• Exercise prompt:
Repeat each line word for word.

• Entries supplied:
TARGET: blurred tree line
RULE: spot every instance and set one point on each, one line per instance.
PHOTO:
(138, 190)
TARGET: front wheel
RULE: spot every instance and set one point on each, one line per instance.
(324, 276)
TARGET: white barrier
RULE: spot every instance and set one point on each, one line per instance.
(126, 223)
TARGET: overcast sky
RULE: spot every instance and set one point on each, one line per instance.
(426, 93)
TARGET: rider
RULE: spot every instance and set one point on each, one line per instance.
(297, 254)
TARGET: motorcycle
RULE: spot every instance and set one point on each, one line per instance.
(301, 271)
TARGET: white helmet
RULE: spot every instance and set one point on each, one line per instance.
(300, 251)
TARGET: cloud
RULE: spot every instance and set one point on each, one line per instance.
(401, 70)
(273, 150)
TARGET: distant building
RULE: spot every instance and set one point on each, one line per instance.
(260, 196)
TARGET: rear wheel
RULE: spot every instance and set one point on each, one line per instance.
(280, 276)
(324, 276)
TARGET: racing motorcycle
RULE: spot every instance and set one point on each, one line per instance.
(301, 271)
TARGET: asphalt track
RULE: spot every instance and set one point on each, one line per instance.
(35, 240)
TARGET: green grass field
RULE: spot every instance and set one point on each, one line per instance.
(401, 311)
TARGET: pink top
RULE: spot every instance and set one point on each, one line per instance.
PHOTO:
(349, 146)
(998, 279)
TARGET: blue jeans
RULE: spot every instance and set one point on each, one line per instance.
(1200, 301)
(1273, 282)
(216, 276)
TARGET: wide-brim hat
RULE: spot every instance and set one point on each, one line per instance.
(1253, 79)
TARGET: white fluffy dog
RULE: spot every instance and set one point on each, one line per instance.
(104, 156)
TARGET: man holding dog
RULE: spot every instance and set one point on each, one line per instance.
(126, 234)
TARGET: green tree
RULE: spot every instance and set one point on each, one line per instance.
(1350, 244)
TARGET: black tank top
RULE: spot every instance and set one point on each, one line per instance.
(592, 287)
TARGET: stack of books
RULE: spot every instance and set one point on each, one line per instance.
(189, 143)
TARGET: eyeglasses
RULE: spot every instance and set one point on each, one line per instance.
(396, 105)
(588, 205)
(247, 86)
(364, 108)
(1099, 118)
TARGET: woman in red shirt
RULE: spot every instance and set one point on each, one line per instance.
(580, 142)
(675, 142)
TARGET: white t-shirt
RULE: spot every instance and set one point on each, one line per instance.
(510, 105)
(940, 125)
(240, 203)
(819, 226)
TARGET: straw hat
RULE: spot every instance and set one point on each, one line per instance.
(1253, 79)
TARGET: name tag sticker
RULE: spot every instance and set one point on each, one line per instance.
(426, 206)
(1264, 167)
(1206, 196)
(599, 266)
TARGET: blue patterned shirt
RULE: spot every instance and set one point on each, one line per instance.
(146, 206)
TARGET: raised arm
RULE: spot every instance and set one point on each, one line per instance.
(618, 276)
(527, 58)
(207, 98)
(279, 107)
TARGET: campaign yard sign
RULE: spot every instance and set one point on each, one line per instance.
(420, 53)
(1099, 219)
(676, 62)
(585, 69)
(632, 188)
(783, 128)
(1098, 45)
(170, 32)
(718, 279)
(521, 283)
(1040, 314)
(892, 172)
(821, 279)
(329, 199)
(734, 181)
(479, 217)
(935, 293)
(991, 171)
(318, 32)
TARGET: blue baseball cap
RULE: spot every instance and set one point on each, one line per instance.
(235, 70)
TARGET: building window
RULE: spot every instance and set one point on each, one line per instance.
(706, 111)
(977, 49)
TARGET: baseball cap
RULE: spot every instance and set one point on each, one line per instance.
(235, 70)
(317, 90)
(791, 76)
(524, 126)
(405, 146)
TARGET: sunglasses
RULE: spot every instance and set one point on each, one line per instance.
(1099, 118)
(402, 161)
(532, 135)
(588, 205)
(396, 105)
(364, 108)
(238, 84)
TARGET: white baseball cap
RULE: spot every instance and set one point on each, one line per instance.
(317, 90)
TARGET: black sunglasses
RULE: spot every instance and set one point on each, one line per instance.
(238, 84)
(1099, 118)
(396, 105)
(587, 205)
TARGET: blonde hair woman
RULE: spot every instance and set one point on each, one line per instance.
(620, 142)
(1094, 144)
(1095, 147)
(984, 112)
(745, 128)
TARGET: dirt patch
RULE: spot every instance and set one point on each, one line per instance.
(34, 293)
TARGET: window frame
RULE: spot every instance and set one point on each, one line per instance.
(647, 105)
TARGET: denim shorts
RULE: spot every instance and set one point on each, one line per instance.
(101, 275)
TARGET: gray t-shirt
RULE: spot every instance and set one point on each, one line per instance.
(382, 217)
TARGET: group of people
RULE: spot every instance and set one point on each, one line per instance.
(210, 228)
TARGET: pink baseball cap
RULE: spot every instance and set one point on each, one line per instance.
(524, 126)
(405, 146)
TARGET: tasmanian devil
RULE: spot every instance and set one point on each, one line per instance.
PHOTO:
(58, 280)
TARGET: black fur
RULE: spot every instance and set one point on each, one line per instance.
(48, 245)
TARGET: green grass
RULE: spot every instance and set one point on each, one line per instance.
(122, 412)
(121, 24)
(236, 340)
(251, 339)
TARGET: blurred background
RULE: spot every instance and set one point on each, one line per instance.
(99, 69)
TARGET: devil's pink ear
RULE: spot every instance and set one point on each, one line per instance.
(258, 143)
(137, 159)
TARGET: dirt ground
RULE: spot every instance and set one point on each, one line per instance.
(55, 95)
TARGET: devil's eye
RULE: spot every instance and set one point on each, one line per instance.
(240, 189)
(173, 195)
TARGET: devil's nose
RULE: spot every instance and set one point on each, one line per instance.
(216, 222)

• Final answer:
TARGET: blurred tree line
RULE: spot every instance and set one point on each, one line per instance.
PHOTO:
(138, 190)
TARGET: front wheel
RULE: spot every instance and set one point on each, one line per instance.
(324, 276)
TARGET: white barrier
RULE: spot every instance and set one point on each, one line per instance.
(126, 223)
TARGET: overcast sky
RULE: spot every instance and set one point on each, one line per instance.
(426, 93)
TARGET: rider
RULE: spot every instance and set one point on each, one line per instance.
(297, 254)
TARGET: motorcycle
RULE: spot every instance and set one point on each, one line per instance.
(301, 271)
TARGET: white helmet
RULE: spot every instance and set one point on each, one line per instance.
(300, 251)
TARGET: cloud
RULE: spot every instance and set one point on each, one line per instance.
(401, 70)
(273, 150)
TARGET: distant building
RULE: spot every instance and set one point on each, one line per instance.
(260, 196)
TARGET: rear wheel
RULE: spot every instance and set one point on each, one line per instance.
(280, 276)
(324, 276)
TARGET: racing motorcycle
RULE: spot every instance and set one point on each, one line per instance.
(301, 271)
TARGET: asphalt track
RULE: spot every instance and set one point on each, one line per instance.
(35, 240)
TARGET: green grass field
RULE: spot every instance and set one point on each, one line per instance.
(401, 311)
TARGET: pink top
RULE: spot every instance and set one point on each, one line per instance.
PHOTO:
(349, 146)
(998, 279)
TARGET: blue jeans
RULE: spot every instance and set one point on each, one line per instance.
(1200, 301)
(1273, 282)
(216, 276)
TARGET: wide-brim hat
RULE: spot every instance and set one point on each, one line per instance.
(1253, 79)
TARGET: white fluffy dog
RULE: spot every instance and set one point on each, one line per instance.
(104, 156)
TARGET: man holding dog
RULE: spot every instance and set one point on each, one line per instance.
(126, 234)
TARGET: green tree
RULE: spot every instance and set one point on each, one line per instance.
(1350, 244)
TARGET: black tank top
RULE: spot every instance and set one point on each, one line per instance.
(592, 287)
TARGET: stack of books
RULE: spot every instance and set one point on each, one line per instance.
(189, 143)
TARGET: eyeglasses
RULE: spot every instance and set one point on each, one line per instance.
(396, 105)
(588, 205)
(247, 86)
(364, 108)
(1099, 118)
TARGET: woman in red shirt
RULE: spot every instance and set one point on each, one line per instance.
(580, 142)
(675, 142)
TARGET: white t-shirt
RULE: spot every instance and set one point on each, one line per instance.
(510, 105)
(940, 125)
(240, 203)
(819, 226)
TARGET: straw hat
RULE: spot every instance and set one point on each, one line per instance.
(1253, 79)
TARGET: name tag sticker
RULE: spot every instance and set one point on each, one line per instance.
(426, 206)
(1264, 167)
(1206, 196)
(599, 266)
TARGET: blue patterned shirt
RULE: spot every instance and set one point on each, one line per instance.
(146, 206)
TARGET: raised arm
RULE: spot every instance and set one point on each, one line per instance.
(618, 276)
(527, 58)
(207, 98)
(279, 107)
TARGET: campaign yard sign
RULE: spot every instance and set one point on each, one line per instance.
(420, 53)
(1099, 219)
(676, 62)
(585, 69)
(632, 188)
(783, 128)
(1098, 45)
(170, 32)
(718, 279)
(521, 283)
(1040, 314)
(892, 172)
(821, 279)
(329, 199)
(734, 181)
(479, 217)
(935, 293)
(991, 171)
(318, 32)
TARGET: blue baseball cap
RULE: spot every instance and set one point on each, one line per instance.
(235, 70)
TARGET: building window
RULE: spot every instance and set one point on each, one line per instance.
(706, 111)
(977, 49)
TARGET: baseball cap
RULE: spot every instance and set one point on each, one line per instance.
(235, 70)
(317, 90)
(791, 76)
(524, 126)
(405, 146)
TARGET: sunglasses
RULE: spot every instance and set one point on each, one line per instance.
(1099, 118)
(402, 161)
(532, 135)
(588, 205)
(396, 105)
(364, 108)
(238, 84)
TARGET: white baseball cap
RULE: spot every instance and set one point on each, one line per instance.
(317, 90)
TARGET: black sunglasses
RULE: spot every instance and set one point on each, one line per instance.
(238, 84)
(1099, 118)
(396, 105)
(587, 205)
TARGET: blonde hair woman
RULE: spot every instance and set one point on each, one line per instance.
(620, 142)
(1094, 144)
(1095, 147)
(984, 112)
(745, 128)
TARGET: dirt patch
RULE: spot every instance and set one point on each, one line per instance.
(34, 293)
TARGET: window frame
RULE: spot every instance and set one point on each, one line per instance.
(647, 105)
TARGET: denim shorts
RULE: spot every instance and set one point on each, one line per instance.
(101, 275)
TARGET: gray t-shirt
RULE: spot every instance and set one point on each, one line per instance.
(382, 217)
TARGET: group of people
RULE: spot every instance and set one point on each, one line per instance.
(210, 228)
TARGET: pink baseball cap
RULE: spot every instance and set one point on each, one line per instance.
(524, 126)
(405, 146)
TARGET: tasmanian devil
RULE: spot every instance and set one point on each, one line per instance.
PHOTO:
(58, 280)
TARGET: black fur
RULE: spot every instance and set one point on each, one line per instance.
(48, 245)
TARGET: green grass
RULE: spot every instance and set one point on each, one line per instance.
(122, 412)
(121, 24)
(236, 340)
(251, 339)
TARGET: blurred background
RULE: spot every instance and set one point on each, one line per instance.
(99, 69)
TARGET: devil's pink ear
RULE: spot every instance and set one point on each, one line per instance.
(258, 143)
(137, 159)
TARGET: dirt ground
RULE: spot every instance and set one point on each, one line per instance.
(55, 95)
TARGET: devil's eye
RULE: spot every instance and set one point on each, one line per instance.
(240, 189)
(173, 195)
TARGET: devil's nose
RULE: spot every instance and set one point on each, one line per instance.
(216, 222)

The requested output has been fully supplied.